(Point-per-instance localization data)
__________

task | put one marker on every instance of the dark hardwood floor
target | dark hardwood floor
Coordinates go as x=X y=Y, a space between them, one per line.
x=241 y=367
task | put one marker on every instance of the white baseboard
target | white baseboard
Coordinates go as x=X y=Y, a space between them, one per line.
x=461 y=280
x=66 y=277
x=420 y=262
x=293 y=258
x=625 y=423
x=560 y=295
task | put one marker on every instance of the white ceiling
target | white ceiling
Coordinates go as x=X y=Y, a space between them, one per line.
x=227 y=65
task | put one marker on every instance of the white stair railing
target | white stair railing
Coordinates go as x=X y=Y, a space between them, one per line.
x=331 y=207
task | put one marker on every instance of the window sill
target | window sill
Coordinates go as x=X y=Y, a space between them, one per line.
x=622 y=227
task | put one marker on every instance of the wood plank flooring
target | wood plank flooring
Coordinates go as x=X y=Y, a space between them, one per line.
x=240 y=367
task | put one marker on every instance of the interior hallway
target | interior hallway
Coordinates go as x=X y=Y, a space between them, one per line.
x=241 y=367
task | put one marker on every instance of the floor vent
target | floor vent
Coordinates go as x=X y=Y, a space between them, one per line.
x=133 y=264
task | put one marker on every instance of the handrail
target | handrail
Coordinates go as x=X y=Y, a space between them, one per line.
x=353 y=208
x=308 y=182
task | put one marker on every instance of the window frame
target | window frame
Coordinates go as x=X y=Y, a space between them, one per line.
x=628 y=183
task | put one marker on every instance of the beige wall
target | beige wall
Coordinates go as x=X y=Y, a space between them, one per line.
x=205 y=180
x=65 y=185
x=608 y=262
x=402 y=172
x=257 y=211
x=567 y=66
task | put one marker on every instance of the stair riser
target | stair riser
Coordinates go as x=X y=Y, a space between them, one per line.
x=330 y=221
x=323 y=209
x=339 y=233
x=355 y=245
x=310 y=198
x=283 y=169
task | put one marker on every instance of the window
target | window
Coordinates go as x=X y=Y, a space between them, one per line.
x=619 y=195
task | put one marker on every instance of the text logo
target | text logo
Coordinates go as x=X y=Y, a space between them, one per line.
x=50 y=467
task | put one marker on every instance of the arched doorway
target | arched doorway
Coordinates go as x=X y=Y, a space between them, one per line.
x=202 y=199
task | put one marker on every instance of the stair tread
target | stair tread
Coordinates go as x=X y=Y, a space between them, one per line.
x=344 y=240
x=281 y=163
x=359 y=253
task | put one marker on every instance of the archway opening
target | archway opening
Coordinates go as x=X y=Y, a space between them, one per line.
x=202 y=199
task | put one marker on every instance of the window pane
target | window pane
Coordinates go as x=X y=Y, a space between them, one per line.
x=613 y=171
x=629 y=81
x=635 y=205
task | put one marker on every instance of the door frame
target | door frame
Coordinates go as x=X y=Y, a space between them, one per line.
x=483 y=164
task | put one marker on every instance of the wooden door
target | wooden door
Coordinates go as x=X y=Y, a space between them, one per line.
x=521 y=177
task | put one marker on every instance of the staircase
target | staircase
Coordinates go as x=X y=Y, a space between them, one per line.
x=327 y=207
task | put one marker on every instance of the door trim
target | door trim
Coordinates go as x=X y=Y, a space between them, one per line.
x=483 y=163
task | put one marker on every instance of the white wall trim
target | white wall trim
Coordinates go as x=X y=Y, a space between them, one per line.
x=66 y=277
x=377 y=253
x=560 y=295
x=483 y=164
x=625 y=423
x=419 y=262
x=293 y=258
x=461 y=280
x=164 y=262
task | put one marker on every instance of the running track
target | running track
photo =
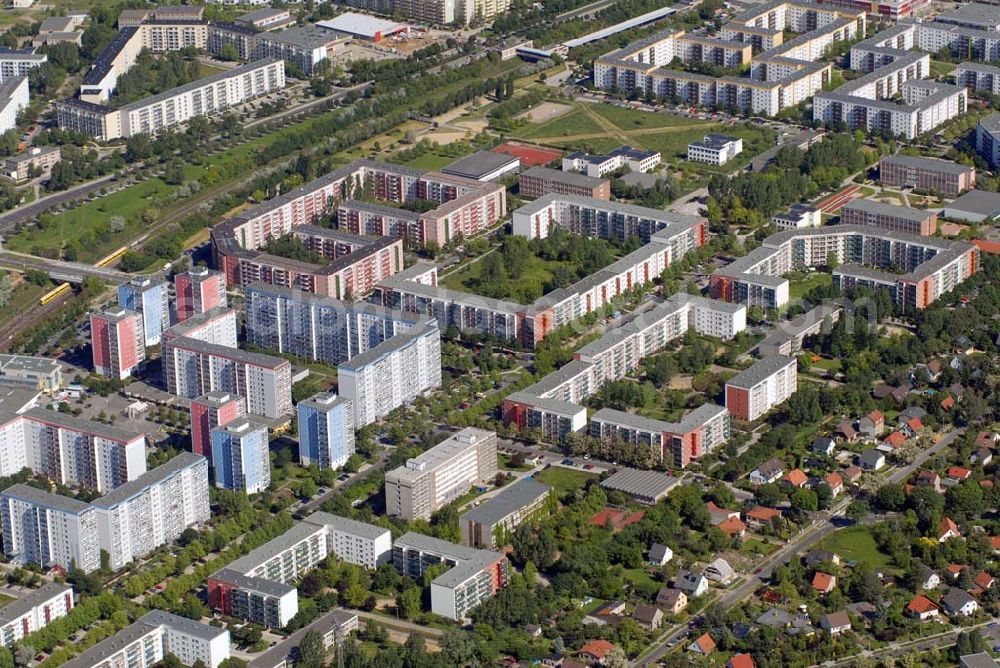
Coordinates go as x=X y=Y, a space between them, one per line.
x=837 y=200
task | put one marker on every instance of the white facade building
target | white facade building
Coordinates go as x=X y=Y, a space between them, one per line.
x=154 y=509
x=393 y=373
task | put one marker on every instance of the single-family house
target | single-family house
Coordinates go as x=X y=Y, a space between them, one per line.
x=922 y=608
x=824 y=583
x=760 y=516
x=959 y=603
x=929 y=479
x=740 y=661
x=846 y=432
x=671 y=601
x=813 y=558
x=823 y=445
x=660 y=555
x=719 y=571
x=835 y=483
x=595 y=650
x=734 y=527
x=959 y=473
x=871 y=460
x=768 y=472
x=836 y=623
x=648 y=616
x=703 y=645
x=872 y=425
x=692 y=584
x=796 y=478
x=947 y=530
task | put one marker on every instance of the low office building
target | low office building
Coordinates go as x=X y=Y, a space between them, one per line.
x=36 y=160
x=798 y=216
x=326 y=430
x=40 y=373
x=211 y=410
x=888 y=217
x=393 y=373
x=788 y=336
x=192 y=368
x=355 y=542
x=48 y=530
x=539 y=181
x=484 y=166
x=148 y=641
x=473 y=576
x=240 y=459
x=154 y=509
x=646 y=487
x=442 y=474
x=907 y=171
x=715 y=149
x=491 y=524
x=760 y=388
x=33 y=611
x=623 y=157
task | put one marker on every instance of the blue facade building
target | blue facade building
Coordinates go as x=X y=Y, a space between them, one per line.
x=326 y=430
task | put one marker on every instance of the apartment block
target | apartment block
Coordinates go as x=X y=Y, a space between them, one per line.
x=217 y=326
x=393 y=373
x=199 y=290
x=760 y=388
x=240 y=459
x=70 y=450
x=943 y=176
x=33 y=611
x=154 y=509
x=474 y=576
x=155 y=635
x=192 y=368
x=48 y=530
x=442 y=474
x=596 y=166
x=491 y=525
x=355 y=542
x=701 y=431
x=326 y=430
x=157 y=113
x=888 y=217
x=211 y=410
x=931 y=266
x=319 y=328
x=538 y=181
x=148 y=298
x=117 y=342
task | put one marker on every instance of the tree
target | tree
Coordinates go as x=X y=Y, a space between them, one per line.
x=311 y=650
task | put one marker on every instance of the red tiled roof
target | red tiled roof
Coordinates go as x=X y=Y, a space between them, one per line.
x=597 y=648
x=823 y=582
x=796 y=478
x=921 y=604
x=733 y=526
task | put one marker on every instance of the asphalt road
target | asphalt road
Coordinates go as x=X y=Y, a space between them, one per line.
x=821 y=527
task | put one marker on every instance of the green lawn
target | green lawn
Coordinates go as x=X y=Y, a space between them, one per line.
x=564 y=479
x=857 y=544
x=798 y=288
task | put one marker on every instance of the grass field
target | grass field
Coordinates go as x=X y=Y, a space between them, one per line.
x=856 y=544
x=564 y=479
x=798 y=288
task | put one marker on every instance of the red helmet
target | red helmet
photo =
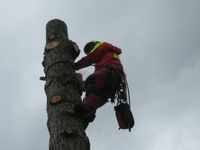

__________

_WHAT TO DO_.
Check each line in the data for the word "riser", then report only how many lines contain it.

_ANSWER AREA_.
2